YOUR TASK
Once the line containing "Point out the paved" is found in the entries below, restate it and each following line word for word, stopping after the line containing "Point out the stone".

***** DATA TO USE

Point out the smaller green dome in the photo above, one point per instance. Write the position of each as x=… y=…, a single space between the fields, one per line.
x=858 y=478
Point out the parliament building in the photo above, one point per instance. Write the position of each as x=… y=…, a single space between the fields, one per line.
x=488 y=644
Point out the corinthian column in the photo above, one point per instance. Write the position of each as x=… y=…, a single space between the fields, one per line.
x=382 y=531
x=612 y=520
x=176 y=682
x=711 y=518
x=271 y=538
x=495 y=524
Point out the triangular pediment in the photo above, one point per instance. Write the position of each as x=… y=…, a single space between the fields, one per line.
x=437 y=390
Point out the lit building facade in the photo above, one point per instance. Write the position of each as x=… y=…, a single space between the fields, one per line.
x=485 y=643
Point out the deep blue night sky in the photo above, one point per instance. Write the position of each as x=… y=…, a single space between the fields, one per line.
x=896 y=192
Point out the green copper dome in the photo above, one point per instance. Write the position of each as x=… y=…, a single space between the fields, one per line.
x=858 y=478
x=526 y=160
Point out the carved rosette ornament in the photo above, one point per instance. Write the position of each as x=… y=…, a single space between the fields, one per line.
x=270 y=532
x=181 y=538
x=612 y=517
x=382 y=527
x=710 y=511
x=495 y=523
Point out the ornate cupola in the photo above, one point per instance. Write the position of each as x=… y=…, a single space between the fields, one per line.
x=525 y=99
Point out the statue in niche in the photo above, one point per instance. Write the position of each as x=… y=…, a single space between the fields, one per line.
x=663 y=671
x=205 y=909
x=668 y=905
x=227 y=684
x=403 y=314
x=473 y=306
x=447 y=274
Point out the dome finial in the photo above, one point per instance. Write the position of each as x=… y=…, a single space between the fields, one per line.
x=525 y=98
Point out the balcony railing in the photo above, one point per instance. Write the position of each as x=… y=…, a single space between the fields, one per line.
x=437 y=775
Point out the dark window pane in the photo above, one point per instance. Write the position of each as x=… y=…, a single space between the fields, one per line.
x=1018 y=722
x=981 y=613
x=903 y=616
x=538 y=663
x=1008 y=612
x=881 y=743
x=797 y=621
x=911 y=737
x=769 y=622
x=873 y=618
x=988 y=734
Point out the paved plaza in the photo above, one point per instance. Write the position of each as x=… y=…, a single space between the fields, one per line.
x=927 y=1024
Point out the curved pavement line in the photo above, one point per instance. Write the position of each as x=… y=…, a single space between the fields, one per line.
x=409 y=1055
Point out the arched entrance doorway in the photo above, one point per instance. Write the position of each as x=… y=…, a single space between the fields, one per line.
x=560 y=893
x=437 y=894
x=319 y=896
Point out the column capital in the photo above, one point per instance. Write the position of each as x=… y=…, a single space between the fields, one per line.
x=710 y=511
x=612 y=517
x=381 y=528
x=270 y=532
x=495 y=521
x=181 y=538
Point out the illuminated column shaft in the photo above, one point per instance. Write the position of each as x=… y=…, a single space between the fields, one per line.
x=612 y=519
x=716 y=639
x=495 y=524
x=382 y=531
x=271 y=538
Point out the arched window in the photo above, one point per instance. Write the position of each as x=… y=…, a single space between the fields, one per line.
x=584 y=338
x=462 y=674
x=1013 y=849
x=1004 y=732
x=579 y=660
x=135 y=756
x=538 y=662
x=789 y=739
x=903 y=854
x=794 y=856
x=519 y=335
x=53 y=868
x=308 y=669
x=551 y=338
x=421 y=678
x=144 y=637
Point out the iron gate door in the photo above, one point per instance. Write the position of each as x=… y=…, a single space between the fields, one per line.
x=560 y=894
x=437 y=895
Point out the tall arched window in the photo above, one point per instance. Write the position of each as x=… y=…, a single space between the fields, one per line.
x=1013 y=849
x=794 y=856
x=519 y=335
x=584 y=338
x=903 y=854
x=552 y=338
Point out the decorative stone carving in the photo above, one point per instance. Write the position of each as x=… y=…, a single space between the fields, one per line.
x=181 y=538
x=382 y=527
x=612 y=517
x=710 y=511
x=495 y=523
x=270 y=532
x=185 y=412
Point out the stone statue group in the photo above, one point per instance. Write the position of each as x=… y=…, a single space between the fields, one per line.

**********
***** DATA TO USE

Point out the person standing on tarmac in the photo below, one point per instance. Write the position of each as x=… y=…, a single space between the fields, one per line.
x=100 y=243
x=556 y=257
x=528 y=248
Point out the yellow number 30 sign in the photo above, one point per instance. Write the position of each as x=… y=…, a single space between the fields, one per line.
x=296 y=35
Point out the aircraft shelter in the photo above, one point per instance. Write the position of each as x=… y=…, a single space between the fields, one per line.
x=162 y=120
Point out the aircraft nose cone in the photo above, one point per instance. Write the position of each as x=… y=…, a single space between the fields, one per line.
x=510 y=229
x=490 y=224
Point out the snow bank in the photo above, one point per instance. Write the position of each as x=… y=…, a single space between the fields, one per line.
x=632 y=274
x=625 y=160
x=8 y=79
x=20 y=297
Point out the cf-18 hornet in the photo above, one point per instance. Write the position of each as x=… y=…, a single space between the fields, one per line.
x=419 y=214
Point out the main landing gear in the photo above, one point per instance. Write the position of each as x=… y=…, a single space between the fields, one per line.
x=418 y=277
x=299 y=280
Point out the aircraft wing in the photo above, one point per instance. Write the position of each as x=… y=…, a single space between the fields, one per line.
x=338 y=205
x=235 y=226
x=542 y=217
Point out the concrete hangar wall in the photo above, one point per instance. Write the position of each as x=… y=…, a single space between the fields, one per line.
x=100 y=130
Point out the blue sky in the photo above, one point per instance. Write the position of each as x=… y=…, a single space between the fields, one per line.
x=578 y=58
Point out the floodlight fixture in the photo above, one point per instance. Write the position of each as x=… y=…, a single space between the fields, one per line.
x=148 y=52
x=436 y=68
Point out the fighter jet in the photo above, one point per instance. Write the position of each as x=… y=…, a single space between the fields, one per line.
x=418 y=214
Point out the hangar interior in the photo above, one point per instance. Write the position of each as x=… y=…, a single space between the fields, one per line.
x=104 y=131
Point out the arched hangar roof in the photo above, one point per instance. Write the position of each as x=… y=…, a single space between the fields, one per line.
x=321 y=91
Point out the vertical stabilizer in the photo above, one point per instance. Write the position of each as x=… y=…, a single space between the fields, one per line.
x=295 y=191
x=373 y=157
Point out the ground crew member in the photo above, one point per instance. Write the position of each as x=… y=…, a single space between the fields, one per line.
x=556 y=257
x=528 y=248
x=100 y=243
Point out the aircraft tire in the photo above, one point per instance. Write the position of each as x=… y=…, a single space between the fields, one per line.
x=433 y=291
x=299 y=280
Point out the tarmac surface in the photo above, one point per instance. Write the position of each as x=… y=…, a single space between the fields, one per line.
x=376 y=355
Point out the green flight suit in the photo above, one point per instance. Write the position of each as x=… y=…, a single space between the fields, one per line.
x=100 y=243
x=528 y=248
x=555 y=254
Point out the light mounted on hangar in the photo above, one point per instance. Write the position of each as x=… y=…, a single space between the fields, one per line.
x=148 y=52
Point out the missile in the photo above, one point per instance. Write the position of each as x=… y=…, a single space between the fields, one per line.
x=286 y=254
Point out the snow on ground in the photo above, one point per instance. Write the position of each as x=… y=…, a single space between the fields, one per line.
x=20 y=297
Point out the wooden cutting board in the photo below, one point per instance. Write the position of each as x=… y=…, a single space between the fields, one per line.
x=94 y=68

**********

OUTPUT FOR THIS EXERCISE
Point out the paved plaza in the photo above, one point per instance. Write the position of each as x=… y=…, a single space between the fields, one per line.
x=927 y=1024
Point out the curved pavement line in the photo above, one point per instance. Write the position of each as x=… y=…, a single space between the fields, one per line.
x=409 y=1055
Point out the arched entrance doorway in the photo above, one point per instance. Write the position of each as x=… y=…, a single space between the fields, one per line.
x=560 y=893
x=437 y=894
x=319 y=896
Point out the column capital in the photo above, one point per instance. Write the position of each as x=… y=…, a single space between the fields, one per line.
x=710 y=511
x=612 y=517
x=381 y=528
x=270 y=532
x=495 y=521
x=181 y=538
Point out the illuminated column shaft in the photo above, one point per instance. Write the position of each as x=… y=…, a single space between the fields, one per line.
x=612 y=519
x=716 y=639
x=495 y=524
x=382 y=531
x=271 y=538
Point out the arched window in the photo above, one point per instance. Write the position of each as x=… y=…, a single space between the fields, one per line.
x=584 y=338
x=462 y=674
x=1013 y=849
x=1004 y=732
x=579 y=660
x=135 y=756
x=538 y=662
x=789 y=739
x=903 y=854
x=794 y=856
x=519 y=335
x=53 y=868
x=308 y=669
x=551 y=338
x=421 y=678
x=144 y=637
Point out the iron gate door in the photo above, one point per instance. Write the position of each as x=… y=…, a single space between the fields, one per line.
x=560 y=894
x=437 y=895
Point out the tall arched window in the photo above, one point per instance. Write the position of each as x=… y=…, a single space between the fields, one per line.
x=1013 y=849
x=794 y=856
x=519 y=335
x=584 y=338
x=903 y=854
x=552 y=338
Point out the decorative stone carving in the photo above, one point per instance. Write the position of each as x=… y=…, a single space between the fields, one per line.
x=181 y=538
x=382 y=527
x=612 y=517
x=710 y=511
x=495 y=523
x=270 y=532
x=185 y=412
Point out the stone statue group in the photo above, one point per instance. Write the position of each as x=… y=…, a single space between the fields, one per line.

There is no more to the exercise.